(Referring expression pointing data)
····················
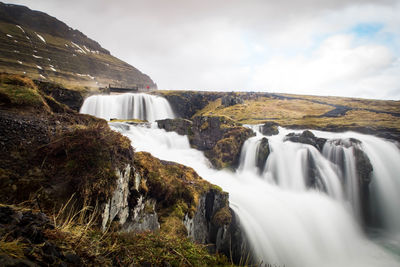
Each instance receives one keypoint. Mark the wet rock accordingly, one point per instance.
(186, 104)
(313, 176)
(269, 128)
(231, 100)
(306, 137)
(364, 170)
(180, 126)
(221, 138)
(262, 154)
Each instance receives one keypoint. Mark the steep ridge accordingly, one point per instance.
(42, 47)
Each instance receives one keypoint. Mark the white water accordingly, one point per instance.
(128, 106)
(287, 223)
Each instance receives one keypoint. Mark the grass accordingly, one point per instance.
(288, 112)
(14, 248)
(75, 232)
(263, 108)
(380, 105)
(20, 91)
(68, 63)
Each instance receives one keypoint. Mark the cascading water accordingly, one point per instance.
(128, 106)
(287, 221)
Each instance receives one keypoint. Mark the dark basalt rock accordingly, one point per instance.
(308, 138)
(262, 154)
(313, 176)
(269, 128)
(186, 104)
(364, 169)
(221, 138)
(73, 99)
(180, 126)
(231, 100)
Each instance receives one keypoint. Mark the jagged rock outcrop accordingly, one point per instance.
(180, 126)
(221, 139)
(42, 164)
(269, 128)
(313, 176)
(73, 99)
(186, 103)
(262, 154)
(308, 138)
(363, 170)
(231, 100)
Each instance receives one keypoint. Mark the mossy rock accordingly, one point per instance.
(176, 188)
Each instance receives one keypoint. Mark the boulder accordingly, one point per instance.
(306, 137)
(180, 126)
(269, 128)
(262, 154)
(221, 138)
(231, 100)
(364, 170)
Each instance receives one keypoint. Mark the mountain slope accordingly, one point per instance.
(42, 47)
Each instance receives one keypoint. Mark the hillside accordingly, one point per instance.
(378, 117)
(41, 47)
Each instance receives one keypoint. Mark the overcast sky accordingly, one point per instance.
(319, 47)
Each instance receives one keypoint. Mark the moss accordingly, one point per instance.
(177, 188)
(19, 91)
(161, 249)
(204, 126)
(14, 248)
(85, 158)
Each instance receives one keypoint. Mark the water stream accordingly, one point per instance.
(286, 222)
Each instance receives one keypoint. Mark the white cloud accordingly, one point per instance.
(335, 68)
(297, 46)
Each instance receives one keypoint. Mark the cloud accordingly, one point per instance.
(336, 68)
(307, 46)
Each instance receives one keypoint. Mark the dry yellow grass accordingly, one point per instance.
(263, 109)
(306, 112)
(380, 105)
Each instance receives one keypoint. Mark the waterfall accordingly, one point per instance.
(287, 222)
(302, 208)
(128, 106)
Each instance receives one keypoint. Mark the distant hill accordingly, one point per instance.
(44, 48)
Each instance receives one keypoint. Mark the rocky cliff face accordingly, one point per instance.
(54, 159)
(219, 137)
(42, 47)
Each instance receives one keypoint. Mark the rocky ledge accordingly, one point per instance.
(74, 168)
(219, 137)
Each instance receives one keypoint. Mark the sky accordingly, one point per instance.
(315, 47)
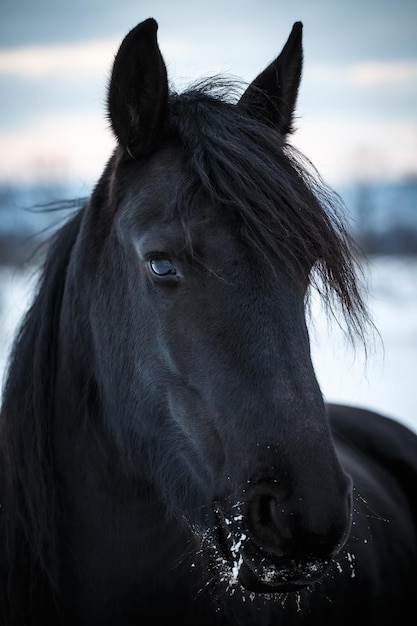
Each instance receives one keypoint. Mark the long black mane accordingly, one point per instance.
(285, 211)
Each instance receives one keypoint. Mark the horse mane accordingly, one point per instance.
(27, 514)
(286, 210)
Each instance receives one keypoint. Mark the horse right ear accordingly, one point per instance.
(138, 91)
(272, 96)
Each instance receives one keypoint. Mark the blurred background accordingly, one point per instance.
(356, 121)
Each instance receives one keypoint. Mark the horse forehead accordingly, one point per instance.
(155, 204)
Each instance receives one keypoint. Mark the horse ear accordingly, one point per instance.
(138, 91)
(272, 96)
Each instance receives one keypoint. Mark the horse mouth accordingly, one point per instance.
(243, 563)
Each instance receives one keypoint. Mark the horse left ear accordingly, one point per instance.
(138, 91)
(272, 96)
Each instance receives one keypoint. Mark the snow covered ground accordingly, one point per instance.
(385, 380)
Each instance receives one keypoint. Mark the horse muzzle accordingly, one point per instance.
(270, 546)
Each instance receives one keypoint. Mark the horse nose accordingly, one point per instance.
(287, 526)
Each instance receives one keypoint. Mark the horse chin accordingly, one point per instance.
(269, 577)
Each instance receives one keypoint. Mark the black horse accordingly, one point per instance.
(166, 454)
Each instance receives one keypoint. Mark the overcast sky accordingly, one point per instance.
(357, 110)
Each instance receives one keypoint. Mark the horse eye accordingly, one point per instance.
(162, 267)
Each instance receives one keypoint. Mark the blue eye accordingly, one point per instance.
(162, 267)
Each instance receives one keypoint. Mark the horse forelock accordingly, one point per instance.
(283, 206)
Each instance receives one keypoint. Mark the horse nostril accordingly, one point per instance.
(266, 518)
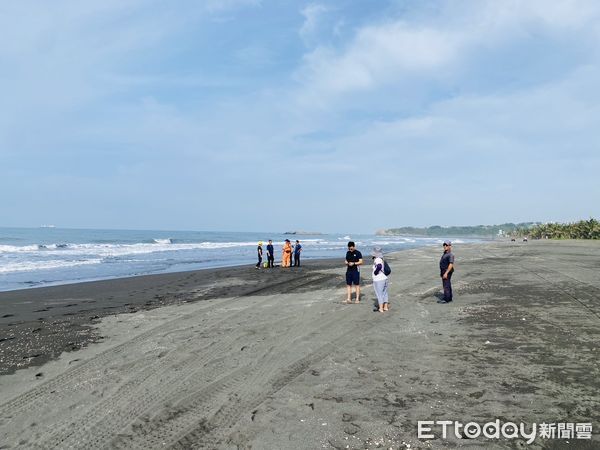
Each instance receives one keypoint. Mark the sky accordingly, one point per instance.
(331, 116)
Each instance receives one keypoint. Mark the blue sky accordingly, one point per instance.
(257, 115)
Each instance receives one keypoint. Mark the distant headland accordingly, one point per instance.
(458, 231)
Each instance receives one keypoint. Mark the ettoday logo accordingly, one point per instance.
(506, 430)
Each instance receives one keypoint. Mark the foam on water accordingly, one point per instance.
(35, 257)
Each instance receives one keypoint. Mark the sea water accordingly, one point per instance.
(31, 257)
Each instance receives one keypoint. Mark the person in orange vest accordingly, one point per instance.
(287, 254)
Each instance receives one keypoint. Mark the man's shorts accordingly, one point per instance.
(353, 278)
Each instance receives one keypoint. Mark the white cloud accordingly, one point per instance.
(436, 47)
(312, 13)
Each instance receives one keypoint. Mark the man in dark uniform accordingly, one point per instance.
(446, 271)
(353, 262)
(297, 251)
(259, 252)
(270, 254)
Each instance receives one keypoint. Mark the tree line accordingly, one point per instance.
(584, 229)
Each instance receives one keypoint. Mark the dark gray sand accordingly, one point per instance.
(240, 358)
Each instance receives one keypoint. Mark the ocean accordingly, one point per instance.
(32, 257)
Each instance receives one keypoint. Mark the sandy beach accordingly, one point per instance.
(246, 358)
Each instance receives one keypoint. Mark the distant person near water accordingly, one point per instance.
(286, 254)
(270, 254)
(353, 262)
(259, 251)
(446, 271)
(297, 251)
(380, 280)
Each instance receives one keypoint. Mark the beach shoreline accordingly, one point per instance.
(220, 360)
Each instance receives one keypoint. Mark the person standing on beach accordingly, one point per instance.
(259, 250)
(270, 254)
(297, 250)
(286, 254)
(446, 271)
(353, 262)
(380, 280)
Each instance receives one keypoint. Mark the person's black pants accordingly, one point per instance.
(447, 284)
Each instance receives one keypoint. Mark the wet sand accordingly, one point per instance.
(272, 359)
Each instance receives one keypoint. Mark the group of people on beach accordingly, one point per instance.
(380, 272)
(290, 254)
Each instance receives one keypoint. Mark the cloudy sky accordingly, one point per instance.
(270, 115)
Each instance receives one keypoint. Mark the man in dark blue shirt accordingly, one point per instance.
(270, 254)
(446, 271)
(297, 250)
(353, 262)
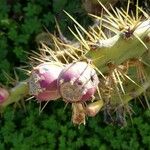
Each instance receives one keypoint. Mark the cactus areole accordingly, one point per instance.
(78, 82)
(43, 81)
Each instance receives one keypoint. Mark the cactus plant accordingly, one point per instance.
(117, 49)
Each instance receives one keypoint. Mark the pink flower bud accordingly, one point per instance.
(4, 94)
(78, 82)
(43, 81)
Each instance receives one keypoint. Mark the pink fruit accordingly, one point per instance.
(43, 81)
(4, 94)
(78, 82)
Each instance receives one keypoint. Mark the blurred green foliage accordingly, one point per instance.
(20, 23)
(26, 130)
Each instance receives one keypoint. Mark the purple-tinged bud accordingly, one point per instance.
····················
_TO DO_
Images stay out; the entries above are to be printed exactly.

_EXERCISE ANSWER_
Each instance receives one keypoint. Mark the wet rock accordingly, one point per instance.
(186, 104)
(313, 176)
(269, 128)
(231, 100)
(306, 137)
(364, 170)
(180, 126)
(221, 138)
(262, 154)
Each instance receives one keypoint. Mark the steep ridge accordingly, one point per instance.
(42, 47)
Each instance receives one keypoint. Mark the white water accordingly, one point per instance.
(128, 106)
(287, 223)
Each instance receives one keypoint. Mark the grass accordingly, one point per instance.
(288, 112)
(14, 248)
(75, 232)
(263, 108)
(380, 105)
(20, 91)
(68, 63)
Each instance receives one keypoint. Mark the cascading water accordingly, one point per instance.
(128, 106)
(287, 221)
Each instance receives one keypoint. Mark the dark basalt rock accordingly, one point per instance.
(308, 138)
(262, 154)
(313, 176)
(269, 128)
(186, 104)
(364, 169)
(221, 138)
(73, 99)
(180, 126)
(231, 100)
Each instance receives one keypoint. Mark the jagged rock outcrop accordingly, one point per instance.
(180, 126)
(221, 139)
(42, 164)
(269, 128)
(313, 176)
(73, 99)
(186, 103)
(262, 154)
(308, 138)
(363, 170)
(231, 100)
Each instance receives one keypoint. Mark the mossy rock accordingly, one point per instance.
(176, 188)
Each instance receives one keypoint. Mark the boulder accordingly, one point per instance.
(306, 137)
(180, 126)
(269, 128)
(262, 154)
(221, 138)
(231, 100)
(364, 170)
Each instance receives one keypoint. Mark the mountain slope accordingly, one point per instance.
(42, 47)
Each instance receives one keypoint. Mark the hillside accordingly, one point per instance.
(378, 117)
(41, 47)
Each instance receives one keypoint. Mark the overcast sky accordingly, one point per instance.
(319, 47)
Each instance receives one keypoint. Mark the moss accordingly, one point per instance.
(177, 188)
(19, 91)
(161, 249)
(204, 126)
(14, 248)
(85, 158)
Each instance receives one keypoint. Mark the water stream accordingly, one point per instance.
(286, 222)
Each instance receives one keypoint. Mark the white cloud accordingly, one point per instance.
(335, 68)
(297, 46)
Each instance receives one keypoint. Mark the cloud accordingly, one point per instance.
(336, 68)
(307, 46)
Each instance receives one keypoint. Mark the dry yellow grass accordingly, one point per instance.
(263, 109)
(306, 112)
(380, 105)
Each instance receives one keypoint. Mark the waterfall accordingly, one point per instance.
(287, 222)
(302, 208)
(128, 106)
Each instance receives one keypoint. Mark the distant hill accordingly, one point per instance.
(44, 48)
Each instance receives one keypoint. Mark the rocky cliff face accordingly, one point per instance.
(54, 159)
(219, 137)
(42, 47)
Each instance receives one keypoint. Mark the rocky ledge accordingly, one point per instance.
(74, 168)
(219, 137)
Each instance receives one keypoint. Mark the sky accordingly, one point per instance.
(315, 47)
Each instance receives one keypoint. Mark the long black mane accordingly, one point per instance.
(285, 211)
Each instance receives one keypoint. Mark the horse mane accordingly, one point per instance.
(27, 514)
(286, 210)
Each instance receives one keypoint. Mark the horse right ear accordingly, one point per instance.
(138, 91)
(272, 96)
Each instance receives one keypoint. Mark the blurred background accordingly, one point per instance.
(356, 121)
Each instance receives one keypoint. Mark the horse forehead accordingly, one point per instance.
(155, 204)
Each instance receives one keypoint. Mark the horse ear accordingly, one point per instance.
(138, 91)
(272, 96)
Each instance receives one keypoint. Mark the horse mouth accordingly, one point per instance.
(243, 563)
Each instance receives one keypoint. Mark the horse left ear accordingly, one point per instance.
(138, 91)
(272, 96)
Each instance receives one keypoint. Mark the snow covered ground accordingly, one point per instance.
(385, 380)
Each instance receives one keypoint. Mark the horse muzzle accordingly, one point per instance.
(270, 546)
Each instance receives one keypoint. Mark the horse nose accordingly, one point per instance.
(287, 526)
Each instance receives one keypoint. Mark the horse chin accordingly, one point per instance.
(269, 577)
Each instance receives one keypoint. Mark the black horse accordingly, one point per instance.
(166, 454)
Each instance receives one keypoint. Mark the overcast sky accordingly, one point per instance.
(357, 110)
Each instance receives one keypoint. Mark the horse eye accordingly, one point per instance.
(162, 267)
Each instance receives one keypoint. Mark the blue eye accordingly, one point per instance.
(162, 267)
Each instance receives one keypoint. Mark the horse forelock accordingly, one point per instance.
(283, 206)
Each instance receives one keypoint. Mark the horse nostril accordingly, one point per instance.
(266, 518)
Each instance receives one keypoint. Mark the sky accordingly, one point per instance.
(331, 116)
Each instance receives one keypoint. Mark the blue sky accordingly, one point per instance.
(257, 115)
Each instance receives one keypoint. Mark the distant headland accordingly, one point per instance.
(458, 231)
Each instance receives one keypoint. Mark the ettoday logo accordingly, one point per instance.
(506, 430)
Each instance receives one keypoint. Mark the foam on water accordingly, one point per instance.
(35, 257)
Each instance receives one keypoint. Mark the sea water accordingly, one point per instance.
(31, 257)
Each instance receives one keypoint. Mark the person in orange vest accordingly, one point per instance.
(287, 254)
Each instance receives one keypoint. Mark the man's shorts accordingly, one point per instance.
(353, 278)
Each instance receives one keypoint. Mark the white cloud accordingly, one point per instance.
(436, 47)
(312, 13)
Each instance receives one keypoint. Mark the man in dark uniform accordingly, one point per instance.
(446, 271)
(353, 262)
(297, 251)
(259, 252)
(270, 254)
Each instance receives one keypoint. Mark the tree line accordingly, one point per instance.
(584, 229)
Each instance receives one keypoint. Mark the dark gray sand accordingly, one point per instance.
(240, 358)
Each instance receives one keypoint. Mark the ocean accordingly, one point per instance.
(32, 257)
Each instance receives one keypoint. Mark the sandy beach accordingly, one point per instance.
(246, 358)
Each instance receives one keypoint. Mark the distant person near water accordingly, one point per instance.
(286, 254)
(270, 254)
(353, 262)
(259, 251)
(446, 271)
(297, 251)
(380, 280)
Each instance receives one keypoint. Mark the beach shoreline accordingly, one point per instance.
(220, 360)
Each instance receives one keypoint. Mark the person standing on beach accordingly, one point per instance.
(259, 250)
(270, 254)
(297, 250)
(286, 254)
(446, 271)
(353, 262)
(380, 280)
Each instance receives one keypoint. Mark the person's black pants accordingly, one point per instance.
(447, 284)
Each instance receives one keypoint. Mark the wet sand accordingly, one point per instance.
(272, 359)
Each instance receives one keypoint. Mark the group of people on beach accordingly, one point per instance.
(380, 272)
(290, 254)
Each instance receives one keypoint. Mark the cloudy sky accordingly, one point per instance.
(270, 115)
Each instance receives one keypoint. Mark the man in dark blue shirt accordingly, one point per instance.
(270, 254)
(446, 271)
(297, 250)
(353, 262)
Each instance receives one keypoint. Mark the cactus areole accordingly, one point per instance.
(78, 82)
(43, 81)
Each instance receives one keypoint. Mark the cactus plant accordingly, one point per instance.
(117, 49)
Each instance receives one keypoint. Mark the pink flower bud accordingly, one point per instance.
(4, 94)
(78, 82)
(43, 81)
Each instance receives one keypoint. Mark the pink fruit accordingly, one point per instance.
(43, 81)
(4, 94)
(78, 82)
Each instance receives one keypoint. Mark the blurred green foliage accordingly, one point per instance.
(20, 23)
(26, 130)
Each instance receives one keypoint. Mark the purple-tinged bud accordingly, one point per instance.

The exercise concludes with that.